▶ [Given request]: From the line containing "Return one point per instance of the green water" through the last line of the data, return those lines exactly as written and nothing more.

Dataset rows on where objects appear
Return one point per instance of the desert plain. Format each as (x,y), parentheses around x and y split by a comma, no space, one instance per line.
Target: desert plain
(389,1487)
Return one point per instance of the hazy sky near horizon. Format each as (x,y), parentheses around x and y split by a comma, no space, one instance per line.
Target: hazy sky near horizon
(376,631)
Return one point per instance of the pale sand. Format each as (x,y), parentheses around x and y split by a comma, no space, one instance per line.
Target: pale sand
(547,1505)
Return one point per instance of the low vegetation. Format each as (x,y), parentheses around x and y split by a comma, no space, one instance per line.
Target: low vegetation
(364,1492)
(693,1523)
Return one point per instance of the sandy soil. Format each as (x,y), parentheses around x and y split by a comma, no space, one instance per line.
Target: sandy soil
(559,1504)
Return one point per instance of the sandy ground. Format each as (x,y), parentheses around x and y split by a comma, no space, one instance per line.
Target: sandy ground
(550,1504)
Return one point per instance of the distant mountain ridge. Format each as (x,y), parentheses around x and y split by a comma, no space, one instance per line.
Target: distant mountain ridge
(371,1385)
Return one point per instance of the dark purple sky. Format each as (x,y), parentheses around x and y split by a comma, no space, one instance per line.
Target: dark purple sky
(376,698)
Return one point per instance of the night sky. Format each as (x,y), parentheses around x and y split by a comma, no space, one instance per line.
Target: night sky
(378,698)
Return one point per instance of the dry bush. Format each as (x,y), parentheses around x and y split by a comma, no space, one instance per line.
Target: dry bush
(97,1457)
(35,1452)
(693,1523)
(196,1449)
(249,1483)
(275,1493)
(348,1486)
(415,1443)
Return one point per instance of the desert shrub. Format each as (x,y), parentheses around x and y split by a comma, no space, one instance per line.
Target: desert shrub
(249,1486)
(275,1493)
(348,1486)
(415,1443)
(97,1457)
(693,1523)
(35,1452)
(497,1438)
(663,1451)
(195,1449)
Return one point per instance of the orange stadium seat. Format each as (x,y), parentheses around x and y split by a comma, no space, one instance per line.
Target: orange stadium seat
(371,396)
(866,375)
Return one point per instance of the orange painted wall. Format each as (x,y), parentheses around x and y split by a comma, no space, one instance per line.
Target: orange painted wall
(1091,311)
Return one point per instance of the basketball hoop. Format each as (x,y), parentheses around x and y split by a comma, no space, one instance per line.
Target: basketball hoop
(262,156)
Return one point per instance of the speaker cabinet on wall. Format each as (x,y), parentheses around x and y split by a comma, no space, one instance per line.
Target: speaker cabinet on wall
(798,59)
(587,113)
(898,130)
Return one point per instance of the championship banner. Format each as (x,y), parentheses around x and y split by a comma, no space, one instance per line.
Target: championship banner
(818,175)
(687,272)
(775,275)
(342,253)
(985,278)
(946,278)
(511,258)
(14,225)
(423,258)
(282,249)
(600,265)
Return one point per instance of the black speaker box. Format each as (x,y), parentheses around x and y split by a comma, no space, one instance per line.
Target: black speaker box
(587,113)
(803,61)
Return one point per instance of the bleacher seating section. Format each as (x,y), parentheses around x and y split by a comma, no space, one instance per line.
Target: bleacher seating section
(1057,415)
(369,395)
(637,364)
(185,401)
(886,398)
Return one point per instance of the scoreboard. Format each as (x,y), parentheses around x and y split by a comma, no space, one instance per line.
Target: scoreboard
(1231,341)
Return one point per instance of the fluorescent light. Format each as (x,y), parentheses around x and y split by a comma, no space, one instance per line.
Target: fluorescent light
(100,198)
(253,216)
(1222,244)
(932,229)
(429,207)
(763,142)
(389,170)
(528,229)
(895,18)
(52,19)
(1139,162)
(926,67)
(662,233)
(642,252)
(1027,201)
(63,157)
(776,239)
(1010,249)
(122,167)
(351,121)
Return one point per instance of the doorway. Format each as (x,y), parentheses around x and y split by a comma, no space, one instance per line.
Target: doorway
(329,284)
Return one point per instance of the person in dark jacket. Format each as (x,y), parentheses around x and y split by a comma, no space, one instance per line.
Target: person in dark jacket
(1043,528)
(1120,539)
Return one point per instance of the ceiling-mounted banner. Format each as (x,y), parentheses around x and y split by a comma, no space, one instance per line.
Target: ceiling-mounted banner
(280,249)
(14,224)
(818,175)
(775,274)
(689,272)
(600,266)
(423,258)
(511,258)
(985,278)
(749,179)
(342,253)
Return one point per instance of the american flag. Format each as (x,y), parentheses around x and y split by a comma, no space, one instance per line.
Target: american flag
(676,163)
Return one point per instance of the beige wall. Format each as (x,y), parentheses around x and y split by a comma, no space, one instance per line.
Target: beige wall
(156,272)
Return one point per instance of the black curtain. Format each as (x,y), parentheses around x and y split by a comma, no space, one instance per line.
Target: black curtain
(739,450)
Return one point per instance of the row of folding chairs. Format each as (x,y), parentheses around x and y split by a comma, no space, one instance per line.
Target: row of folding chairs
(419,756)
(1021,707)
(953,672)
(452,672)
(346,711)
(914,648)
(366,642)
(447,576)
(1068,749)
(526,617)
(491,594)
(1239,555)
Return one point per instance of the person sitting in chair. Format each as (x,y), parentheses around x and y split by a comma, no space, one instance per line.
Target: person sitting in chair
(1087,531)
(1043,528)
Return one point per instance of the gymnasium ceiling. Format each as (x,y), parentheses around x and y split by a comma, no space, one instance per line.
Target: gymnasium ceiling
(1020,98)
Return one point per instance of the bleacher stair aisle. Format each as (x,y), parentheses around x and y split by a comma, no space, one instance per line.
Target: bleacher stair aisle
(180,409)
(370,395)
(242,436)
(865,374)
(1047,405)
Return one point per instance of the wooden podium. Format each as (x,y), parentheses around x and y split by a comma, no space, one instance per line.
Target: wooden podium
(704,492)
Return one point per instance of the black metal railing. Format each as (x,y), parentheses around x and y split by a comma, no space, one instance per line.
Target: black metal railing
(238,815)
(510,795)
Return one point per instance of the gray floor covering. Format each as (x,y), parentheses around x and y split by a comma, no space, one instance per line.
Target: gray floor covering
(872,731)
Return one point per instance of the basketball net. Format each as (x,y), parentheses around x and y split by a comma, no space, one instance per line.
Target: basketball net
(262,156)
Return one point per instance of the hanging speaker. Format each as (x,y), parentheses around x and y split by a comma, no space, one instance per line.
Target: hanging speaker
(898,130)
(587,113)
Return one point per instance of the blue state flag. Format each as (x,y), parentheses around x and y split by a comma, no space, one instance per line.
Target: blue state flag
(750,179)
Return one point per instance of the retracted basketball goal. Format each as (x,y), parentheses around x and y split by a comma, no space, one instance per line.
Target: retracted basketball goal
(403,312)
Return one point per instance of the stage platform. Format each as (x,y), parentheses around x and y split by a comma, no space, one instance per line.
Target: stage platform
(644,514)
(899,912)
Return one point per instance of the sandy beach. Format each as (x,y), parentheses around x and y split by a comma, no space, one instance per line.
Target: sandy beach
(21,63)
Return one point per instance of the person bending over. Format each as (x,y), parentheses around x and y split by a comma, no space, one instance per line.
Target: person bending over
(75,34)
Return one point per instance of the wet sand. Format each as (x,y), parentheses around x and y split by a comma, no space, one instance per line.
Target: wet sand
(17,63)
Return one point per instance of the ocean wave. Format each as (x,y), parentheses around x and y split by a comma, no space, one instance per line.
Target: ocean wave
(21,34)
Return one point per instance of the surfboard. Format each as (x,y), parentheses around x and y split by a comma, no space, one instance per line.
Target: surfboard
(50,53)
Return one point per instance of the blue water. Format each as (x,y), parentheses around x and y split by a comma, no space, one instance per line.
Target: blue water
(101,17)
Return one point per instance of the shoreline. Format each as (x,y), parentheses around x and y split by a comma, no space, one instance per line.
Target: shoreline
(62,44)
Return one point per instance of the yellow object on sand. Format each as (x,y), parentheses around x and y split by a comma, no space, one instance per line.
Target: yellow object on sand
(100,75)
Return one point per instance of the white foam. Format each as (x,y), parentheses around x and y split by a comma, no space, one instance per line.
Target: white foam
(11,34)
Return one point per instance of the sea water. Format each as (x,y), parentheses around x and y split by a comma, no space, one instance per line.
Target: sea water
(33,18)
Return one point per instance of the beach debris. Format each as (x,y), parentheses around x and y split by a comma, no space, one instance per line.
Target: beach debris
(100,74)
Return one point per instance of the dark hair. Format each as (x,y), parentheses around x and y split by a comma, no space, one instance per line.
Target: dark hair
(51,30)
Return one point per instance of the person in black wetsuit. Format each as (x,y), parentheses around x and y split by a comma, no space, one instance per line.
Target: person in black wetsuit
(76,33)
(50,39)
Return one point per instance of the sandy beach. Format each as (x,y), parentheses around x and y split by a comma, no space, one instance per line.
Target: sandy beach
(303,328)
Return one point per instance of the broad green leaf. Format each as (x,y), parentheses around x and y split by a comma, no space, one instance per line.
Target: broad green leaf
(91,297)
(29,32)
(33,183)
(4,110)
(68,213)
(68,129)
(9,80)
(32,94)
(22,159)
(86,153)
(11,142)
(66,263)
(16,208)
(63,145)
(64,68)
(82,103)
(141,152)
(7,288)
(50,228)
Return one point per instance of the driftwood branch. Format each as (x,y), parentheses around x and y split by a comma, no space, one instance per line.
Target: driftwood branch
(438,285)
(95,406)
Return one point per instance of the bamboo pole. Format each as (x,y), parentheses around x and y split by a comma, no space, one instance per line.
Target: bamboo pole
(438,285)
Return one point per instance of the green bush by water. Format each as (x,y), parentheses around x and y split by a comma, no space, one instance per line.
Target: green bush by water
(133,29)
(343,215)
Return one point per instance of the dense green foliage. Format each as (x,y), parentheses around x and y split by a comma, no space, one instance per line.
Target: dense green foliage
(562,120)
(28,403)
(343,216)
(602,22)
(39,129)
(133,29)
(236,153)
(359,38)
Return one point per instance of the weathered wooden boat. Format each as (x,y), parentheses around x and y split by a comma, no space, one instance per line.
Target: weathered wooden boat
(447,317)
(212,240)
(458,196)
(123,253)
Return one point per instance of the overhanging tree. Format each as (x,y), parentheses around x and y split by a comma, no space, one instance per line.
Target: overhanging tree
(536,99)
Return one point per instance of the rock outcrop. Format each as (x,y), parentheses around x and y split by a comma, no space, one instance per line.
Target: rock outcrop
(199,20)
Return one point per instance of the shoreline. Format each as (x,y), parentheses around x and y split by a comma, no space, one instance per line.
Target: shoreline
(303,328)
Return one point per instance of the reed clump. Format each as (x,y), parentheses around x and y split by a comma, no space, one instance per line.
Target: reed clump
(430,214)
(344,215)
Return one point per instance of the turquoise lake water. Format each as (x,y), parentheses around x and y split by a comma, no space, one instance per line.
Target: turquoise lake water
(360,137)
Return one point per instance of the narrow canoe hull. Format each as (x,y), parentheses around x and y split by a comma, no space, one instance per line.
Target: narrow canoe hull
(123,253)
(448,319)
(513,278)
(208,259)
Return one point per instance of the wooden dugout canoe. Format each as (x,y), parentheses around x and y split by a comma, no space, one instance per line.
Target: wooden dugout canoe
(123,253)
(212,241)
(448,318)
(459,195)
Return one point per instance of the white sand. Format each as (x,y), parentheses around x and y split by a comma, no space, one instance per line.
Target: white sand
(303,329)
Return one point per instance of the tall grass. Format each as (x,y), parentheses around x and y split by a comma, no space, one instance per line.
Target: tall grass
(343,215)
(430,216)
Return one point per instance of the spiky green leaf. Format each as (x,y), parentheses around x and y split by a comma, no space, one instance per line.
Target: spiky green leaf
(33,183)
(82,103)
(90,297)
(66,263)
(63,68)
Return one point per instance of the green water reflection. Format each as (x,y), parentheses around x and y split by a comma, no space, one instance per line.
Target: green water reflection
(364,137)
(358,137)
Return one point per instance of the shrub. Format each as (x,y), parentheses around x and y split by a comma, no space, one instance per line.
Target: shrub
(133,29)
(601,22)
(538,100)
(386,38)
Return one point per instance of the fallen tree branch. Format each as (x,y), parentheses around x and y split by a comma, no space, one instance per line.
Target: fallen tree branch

▶ [Task solution]:
Return one point per instance of the green water reflection. Format each as (x,y), parentheses around x and y split by a comma, no space, one instance per line.
Target: green water reflection
(364,137)
(358,137)
Return one point per instance of the shrub. Format each as (x,y), parentheses around x and y split by a comma, no space, one instance per line.
Target: shrub
(133,29)
(601,22)
(538,100)
(386,38)
Return one point per instance of the fallen tree branch. Format each as (x,y), parentheses around x and y split by a comma, no space, one instance per line.
Target: fallen tree branch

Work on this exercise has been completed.